_Do this_
Count the lines in the material below that contain the string "stone", treating uppercase and lowercase as different. Reply with the number only.

(Object point labels)
______________________________
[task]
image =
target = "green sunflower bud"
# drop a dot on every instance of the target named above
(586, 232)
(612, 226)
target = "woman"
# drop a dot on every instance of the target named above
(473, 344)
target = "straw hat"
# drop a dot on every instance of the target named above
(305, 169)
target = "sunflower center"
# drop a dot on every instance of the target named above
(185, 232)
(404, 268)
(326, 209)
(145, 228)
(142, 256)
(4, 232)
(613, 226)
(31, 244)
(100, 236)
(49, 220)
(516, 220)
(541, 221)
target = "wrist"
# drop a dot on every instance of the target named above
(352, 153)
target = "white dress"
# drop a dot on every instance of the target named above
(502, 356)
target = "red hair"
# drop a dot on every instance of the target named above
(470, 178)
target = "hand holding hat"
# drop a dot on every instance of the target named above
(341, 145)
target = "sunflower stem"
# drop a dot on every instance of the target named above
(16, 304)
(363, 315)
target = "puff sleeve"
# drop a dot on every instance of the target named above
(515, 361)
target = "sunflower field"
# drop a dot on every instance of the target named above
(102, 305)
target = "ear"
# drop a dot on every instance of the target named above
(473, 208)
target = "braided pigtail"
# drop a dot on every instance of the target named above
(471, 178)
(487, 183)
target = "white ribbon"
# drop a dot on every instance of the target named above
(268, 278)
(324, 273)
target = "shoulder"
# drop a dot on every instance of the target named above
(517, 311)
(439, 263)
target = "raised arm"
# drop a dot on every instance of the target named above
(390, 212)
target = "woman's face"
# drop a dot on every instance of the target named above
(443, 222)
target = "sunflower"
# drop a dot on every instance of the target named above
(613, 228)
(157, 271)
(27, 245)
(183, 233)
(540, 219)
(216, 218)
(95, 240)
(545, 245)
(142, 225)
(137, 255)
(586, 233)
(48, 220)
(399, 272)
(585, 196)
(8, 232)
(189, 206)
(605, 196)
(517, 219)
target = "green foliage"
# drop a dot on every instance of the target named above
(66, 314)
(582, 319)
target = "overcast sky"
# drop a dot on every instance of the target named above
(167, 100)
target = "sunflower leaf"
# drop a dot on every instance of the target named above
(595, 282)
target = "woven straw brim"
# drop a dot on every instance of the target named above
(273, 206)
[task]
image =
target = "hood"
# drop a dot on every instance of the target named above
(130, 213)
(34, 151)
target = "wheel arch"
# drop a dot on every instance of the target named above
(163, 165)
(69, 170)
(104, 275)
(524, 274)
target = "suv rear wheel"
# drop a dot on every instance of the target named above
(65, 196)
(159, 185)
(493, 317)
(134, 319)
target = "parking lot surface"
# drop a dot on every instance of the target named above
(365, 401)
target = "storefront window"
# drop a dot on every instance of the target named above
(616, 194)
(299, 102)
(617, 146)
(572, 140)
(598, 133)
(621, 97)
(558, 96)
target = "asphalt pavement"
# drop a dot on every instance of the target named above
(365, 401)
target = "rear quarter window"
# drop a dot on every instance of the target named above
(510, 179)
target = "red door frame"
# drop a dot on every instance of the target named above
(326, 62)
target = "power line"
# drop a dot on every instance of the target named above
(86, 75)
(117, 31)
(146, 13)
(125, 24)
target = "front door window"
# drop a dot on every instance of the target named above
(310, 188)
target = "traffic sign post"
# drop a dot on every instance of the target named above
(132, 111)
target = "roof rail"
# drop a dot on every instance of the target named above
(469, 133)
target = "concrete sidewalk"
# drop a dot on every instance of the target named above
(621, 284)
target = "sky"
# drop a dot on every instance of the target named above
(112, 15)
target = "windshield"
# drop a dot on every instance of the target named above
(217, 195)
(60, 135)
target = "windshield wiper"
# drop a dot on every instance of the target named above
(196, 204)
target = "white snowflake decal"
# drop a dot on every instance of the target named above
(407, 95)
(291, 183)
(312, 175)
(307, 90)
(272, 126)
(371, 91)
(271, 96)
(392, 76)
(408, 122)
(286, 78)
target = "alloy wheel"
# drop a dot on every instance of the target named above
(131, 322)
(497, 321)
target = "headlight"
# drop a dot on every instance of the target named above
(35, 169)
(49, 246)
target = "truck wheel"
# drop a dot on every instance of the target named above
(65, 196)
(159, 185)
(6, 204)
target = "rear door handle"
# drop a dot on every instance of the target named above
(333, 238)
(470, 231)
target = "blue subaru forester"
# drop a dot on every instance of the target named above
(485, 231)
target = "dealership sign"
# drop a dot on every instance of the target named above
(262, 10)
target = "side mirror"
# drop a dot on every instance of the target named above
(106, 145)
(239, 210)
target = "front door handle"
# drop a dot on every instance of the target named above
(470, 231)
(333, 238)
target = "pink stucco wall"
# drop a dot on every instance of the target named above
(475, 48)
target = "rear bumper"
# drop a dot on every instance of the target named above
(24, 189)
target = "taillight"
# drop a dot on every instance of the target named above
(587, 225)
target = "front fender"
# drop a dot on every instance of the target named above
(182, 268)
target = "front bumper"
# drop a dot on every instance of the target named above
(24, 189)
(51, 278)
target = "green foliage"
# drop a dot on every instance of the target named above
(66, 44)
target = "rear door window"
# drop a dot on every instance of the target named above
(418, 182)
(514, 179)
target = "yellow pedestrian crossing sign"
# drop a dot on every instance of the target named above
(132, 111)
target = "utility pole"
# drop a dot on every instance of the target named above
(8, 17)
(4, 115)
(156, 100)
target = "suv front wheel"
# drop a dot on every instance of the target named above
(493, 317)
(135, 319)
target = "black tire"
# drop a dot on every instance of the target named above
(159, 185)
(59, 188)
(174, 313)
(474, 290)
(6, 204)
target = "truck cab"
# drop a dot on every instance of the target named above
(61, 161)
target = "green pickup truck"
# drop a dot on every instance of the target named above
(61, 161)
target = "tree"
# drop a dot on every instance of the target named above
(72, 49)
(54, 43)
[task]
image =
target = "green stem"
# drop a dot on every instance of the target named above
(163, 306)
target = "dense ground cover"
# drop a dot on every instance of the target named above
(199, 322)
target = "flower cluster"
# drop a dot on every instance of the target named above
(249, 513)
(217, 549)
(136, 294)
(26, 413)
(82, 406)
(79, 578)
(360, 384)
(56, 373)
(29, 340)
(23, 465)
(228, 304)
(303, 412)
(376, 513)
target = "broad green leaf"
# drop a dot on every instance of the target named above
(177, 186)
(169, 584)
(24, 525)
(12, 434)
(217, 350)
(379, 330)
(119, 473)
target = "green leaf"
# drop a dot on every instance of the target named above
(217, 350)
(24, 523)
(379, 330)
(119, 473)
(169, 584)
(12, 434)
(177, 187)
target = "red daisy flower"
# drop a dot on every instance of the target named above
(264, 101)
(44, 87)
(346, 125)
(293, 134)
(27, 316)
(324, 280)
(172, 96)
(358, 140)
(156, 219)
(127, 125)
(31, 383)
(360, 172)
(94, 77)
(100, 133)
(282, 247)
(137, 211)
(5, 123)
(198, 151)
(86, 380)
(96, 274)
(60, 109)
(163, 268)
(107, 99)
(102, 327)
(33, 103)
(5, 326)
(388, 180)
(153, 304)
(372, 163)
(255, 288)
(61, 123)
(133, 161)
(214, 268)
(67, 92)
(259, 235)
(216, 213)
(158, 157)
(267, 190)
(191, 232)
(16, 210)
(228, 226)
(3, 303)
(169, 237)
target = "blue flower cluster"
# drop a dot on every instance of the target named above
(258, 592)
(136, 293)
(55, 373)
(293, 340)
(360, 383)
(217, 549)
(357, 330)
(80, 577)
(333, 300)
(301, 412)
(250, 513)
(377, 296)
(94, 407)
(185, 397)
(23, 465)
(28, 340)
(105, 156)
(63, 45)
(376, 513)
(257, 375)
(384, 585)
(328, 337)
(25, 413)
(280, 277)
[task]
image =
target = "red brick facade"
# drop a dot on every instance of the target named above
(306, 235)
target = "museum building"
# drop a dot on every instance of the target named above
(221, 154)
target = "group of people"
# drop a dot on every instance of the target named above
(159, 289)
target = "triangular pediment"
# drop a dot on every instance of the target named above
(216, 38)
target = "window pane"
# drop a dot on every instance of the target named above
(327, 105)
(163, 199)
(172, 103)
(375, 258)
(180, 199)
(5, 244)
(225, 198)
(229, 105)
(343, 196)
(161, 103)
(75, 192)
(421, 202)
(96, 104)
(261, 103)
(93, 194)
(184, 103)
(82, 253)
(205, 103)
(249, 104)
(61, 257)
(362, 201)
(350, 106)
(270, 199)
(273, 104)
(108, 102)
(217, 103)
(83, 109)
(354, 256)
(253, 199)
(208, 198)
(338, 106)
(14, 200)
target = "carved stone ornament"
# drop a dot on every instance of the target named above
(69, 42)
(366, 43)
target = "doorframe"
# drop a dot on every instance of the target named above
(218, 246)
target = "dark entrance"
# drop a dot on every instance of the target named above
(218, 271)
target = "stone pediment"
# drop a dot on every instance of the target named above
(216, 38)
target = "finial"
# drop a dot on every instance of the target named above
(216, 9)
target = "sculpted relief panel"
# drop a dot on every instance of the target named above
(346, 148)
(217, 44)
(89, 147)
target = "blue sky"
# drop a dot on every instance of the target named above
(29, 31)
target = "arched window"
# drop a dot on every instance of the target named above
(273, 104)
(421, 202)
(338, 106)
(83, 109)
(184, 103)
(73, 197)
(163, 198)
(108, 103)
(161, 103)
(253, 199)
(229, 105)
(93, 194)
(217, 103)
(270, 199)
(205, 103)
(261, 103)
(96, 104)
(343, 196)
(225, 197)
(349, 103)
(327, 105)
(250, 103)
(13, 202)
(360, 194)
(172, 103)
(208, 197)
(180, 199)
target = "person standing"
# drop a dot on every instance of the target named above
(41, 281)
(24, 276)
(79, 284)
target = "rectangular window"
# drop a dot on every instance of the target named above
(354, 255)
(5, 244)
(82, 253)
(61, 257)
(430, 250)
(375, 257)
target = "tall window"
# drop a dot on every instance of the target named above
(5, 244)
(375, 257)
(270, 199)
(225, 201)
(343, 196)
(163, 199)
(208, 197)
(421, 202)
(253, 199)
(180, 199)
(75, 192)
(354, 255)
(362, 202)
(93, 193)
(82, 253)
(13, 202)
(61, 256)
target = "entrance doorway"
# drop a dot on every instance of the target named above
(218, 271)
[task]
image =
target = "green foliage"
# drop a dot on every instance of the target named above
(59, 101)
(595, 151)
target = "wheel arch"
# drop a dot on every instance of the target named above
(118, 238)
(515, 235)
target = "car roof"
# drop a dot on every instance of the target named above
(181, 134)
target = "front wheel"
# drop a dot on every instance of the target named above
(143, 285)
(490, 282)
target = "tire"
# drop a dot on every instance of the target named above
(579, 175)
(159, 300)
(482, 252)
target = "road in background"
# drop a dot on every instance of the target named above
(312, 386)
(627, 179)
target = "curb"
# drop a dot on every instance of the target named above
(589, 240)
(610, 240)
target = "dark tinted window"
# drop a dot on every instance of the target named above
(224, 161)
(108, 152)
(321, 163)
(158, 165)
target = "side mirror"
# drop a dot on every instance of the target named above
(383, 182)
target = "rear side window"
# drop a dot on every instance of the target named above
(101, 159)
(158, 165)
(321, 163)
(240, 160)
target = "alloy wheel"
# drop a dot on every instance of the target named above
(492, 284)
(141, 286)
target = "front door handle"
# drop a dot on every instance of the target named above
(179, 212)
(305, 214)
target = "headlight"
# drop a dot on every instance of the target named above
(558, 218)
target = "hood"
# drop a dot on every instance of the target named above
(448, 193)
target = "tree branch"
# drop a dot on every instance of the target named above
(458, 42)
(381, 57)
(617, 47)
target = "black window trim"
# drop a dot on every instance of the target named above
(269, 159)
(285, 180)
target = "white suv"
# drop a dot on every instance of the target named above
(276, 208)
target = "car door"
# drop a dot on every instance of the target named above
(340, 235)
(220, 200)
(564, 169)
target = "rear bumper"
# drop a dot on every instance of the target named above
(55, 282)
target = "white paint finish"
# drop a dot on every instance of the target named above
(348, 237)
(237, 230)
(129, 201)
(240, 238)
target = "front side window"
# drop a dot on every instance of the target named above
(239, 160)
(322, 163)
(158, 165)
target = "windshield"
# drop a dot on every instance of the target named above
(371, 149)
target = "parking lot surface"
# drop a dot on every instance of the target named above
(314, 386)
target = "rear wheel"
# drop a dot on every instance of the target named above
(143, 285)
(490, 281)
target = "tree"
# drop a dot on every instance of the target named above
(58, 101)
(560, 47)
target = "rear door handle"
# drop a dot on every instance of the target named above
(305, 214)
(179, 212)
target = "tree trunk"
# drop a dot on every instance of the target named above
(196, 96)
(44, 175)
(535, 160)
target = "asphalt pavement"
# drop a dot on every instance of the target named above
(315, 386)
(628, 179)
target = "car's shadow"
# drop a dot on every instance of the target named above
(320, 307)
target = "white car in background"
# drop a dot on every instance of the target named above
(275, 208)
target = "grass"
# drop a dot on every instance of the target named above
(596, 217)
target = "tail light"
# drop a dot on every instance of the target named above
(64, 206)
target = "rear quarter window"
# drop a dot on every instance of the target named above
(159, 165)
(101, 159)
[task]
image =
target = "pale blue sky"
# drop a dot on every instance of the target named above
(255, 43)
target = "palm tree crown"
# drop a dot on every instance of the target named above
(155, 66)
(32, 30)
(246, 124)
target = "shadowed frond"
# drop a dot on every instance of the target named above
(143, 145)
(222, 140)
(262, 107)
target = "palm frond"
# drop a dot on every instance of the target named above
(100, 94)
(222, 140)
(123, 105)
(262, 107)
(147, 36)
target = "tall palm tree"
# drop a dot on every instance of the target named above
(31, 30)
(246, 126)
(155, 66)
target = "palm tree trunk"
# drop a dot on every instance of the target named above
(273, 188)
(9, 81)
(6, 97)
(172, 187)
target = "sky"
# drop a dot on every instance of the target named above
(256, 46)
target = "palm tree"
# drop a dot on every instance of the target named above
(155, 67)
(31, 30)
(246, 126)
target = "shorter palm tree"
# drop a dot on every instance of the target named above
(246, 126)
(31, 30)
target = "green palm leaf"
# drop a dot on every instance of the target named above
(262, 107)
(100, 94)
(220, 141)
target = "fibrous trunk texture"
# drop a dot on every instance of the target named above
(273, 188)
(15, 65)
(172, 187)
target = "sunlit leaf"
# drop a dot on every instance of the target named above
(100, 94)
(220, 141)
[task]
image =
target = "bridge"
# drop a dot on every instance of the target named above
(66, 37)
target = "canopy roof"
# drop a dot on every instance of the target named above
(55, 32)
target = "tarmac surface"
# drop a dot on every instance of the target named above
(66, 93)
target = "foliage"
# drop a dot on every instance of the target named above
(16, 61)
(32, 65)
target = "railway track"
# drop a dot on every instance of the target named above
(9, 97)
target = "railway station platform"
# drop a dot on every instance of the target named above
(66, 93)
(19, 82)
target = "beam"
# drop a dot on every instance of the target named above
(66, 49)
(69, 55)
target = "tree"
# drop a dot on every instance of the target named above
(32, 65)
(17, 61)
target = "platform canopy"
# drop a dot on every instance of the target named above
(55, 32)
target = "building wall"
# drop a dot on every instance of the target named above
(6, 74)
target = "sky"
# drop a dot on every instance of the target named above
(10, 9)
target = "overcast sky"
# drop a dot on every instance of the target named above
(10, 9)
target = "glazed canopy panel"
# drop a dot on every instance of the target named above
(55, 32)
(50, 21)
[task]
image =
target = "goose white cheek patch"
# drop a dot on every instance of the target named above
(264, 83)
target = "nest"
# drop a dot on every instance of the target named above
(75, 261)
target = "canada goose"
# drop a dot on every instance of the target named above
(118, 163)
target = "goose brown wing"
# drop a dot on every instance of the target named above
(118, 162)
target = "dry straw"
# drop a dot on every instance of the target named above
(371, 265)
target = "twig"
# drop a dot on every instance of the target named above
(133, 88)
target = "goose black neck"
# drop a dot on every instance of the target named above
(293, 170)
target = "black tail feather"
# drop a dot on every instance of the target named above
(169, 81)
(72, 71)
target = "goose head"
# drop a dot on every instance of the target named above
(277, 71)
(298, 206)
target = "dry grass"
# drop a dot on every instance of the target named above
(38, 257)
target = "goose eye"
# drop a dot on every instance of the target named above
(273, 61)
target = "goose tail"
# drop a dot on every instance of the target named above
______________________________
_The reply_
2